>>

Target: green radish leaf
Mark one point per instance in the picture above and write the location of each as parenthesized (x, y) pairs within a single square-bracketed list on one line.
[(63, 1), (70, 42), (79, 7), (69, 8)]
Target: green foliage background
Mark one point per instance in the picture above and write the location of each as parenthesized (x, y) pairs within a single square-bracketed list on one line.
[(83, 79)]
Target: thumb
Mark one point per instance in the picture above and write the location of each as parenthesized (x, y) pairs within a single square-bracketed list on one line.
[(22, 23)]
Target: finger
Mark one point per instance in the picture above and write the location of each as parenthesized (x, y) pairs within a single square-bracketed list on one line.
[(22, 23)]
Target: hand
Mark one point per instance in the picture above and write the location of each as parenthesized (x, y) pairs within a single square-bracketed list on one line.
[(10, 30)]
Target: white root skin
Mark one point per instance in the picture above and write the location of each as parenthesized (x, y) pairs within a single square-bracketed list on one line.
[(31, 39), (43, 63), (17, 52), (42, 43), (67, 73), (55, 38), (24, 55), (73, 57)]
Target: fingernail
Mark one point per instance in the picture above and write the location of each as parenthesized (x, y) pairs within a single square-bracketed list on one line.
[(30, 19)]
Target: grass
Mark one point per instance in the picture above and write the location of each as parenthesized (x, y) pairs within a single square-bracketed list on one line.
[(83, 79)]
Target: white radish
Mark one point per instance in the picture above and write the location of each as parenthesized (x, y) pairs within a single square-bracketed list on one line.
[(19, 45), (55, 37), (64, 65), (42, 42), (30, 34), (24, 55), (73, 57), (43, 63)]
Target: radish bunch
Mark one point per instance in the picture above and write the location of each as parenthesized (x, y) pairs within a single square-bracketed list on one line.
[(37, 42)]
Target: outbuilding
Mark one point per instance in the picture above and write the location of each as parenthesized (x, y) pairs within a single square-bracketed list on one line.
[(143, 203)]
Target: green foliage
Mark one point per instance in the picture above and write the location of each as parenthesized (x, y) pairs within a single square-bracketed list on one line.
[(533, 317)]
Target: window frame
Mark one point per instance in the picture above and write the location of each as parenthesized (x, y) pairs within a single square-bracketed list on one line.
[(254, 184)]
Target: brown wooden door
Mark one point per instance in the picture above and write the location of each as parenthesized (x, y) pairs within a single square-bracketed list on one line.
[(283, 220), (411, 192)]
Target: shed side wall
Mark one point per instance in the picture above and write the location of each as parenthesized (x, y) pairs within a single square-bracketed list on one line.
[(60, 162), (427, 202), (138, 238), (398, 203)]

<<

(Requirements) Copy every row above word for word, keeping each line and its order unchanged.

(Exercise response)
Target: green radish leaf
Mark one point per instance in the picture above and write the location of each as parenthesized (x, y) pairs within a single square-bracketed list on one line.
[(63, 1), (70, 42), (79, 7), (69, 8)]
Target: green foliage background
Mark one point per instance in the picture above and write the location of each as parenthesized (x, y) pairs within a single square-bracketed list on one line.
[(83, 79)]
Target: thumb
Mark one point per instance in the picture above and write the location of each as parenthesized (x, y) pairs within a single square-bracketed list on one line.
[(22, 23)]
Target: finger
Mark one point per instance in the picture above and write the location of each as parenthesized (x, y) pairs within a single square-bracketed list on one line.
[(22, 23)]
Target: hand
Mark one point per instance in the picture above and write the location of each as parenthesized (x, y) pairs within a single square-bracketed list on one line.
[(10, 30)]
Target: white root skin
Mark one point per instance in the picture above and write the location of each as parenthesized (x, y) pairs within a single square-bracketed list on one line.
[(31, 39), (43, 63), (17, 52), (42, 43), (67, 73), (55, 38), (24, 55), (73, 57)]
Target: fingernail
Mark one point per instance in the picture above and write the location of each as parenthesized (x, y) pairs within a single square-bracketed list on one line.
[(30, 19)]
Target: grass
Mark one point per instance in the picture above and write the location of each as parenthesized (x, y) pairs within a single square-bracketed list on one line.
[(83, 79)]
Target: white radish
Mark one point per instance in the picture above and write the location of each as parenthesized (x, y) pairs within a single square-bracketed list on one line.
[(19, 45), (55, 37), (64, 65), (42, 42), (30, 34), (24, 55), (73, 57), (43, 63)]
Target: radish bunch
Mark one point per instance in the picture above and write the location of each as parenthesized (x, y) pairs within a single square-bracketed list on one line.
[(37, 42)]
Target: outbuilding
Mark one point per instance in the picture above and write the location of each as parenthesized (x, y) pairs within a single square-bracketed list on one line.
[(143, 203)]
Target: green foliage
Mark one point per instance in the picture above and write the location of each as parenthesized (x, y) pairs within a single square-bracketed list on one line.
[(533, 317)]
Target: window frame
Mark one point per instance in the picture above and write the location of each as parenthesized (x, y) pairs within a single square-bracketed list on one line.
[(254, 184)]
Target: brown wooden door
Mark one point per instance in the picture above and write the location of each as parenthesized (x, y) pairs within a single square-bracketed list on one line.
[(283, 220), (411, 192)]
Target: shed side wall
Mark one point per instance in the picture above and write the location of each as parenthesized (x, y) pairs within a single square-bracketed list on one line.
[(60, 162), (427, 202), (138, 238), (398, 203)]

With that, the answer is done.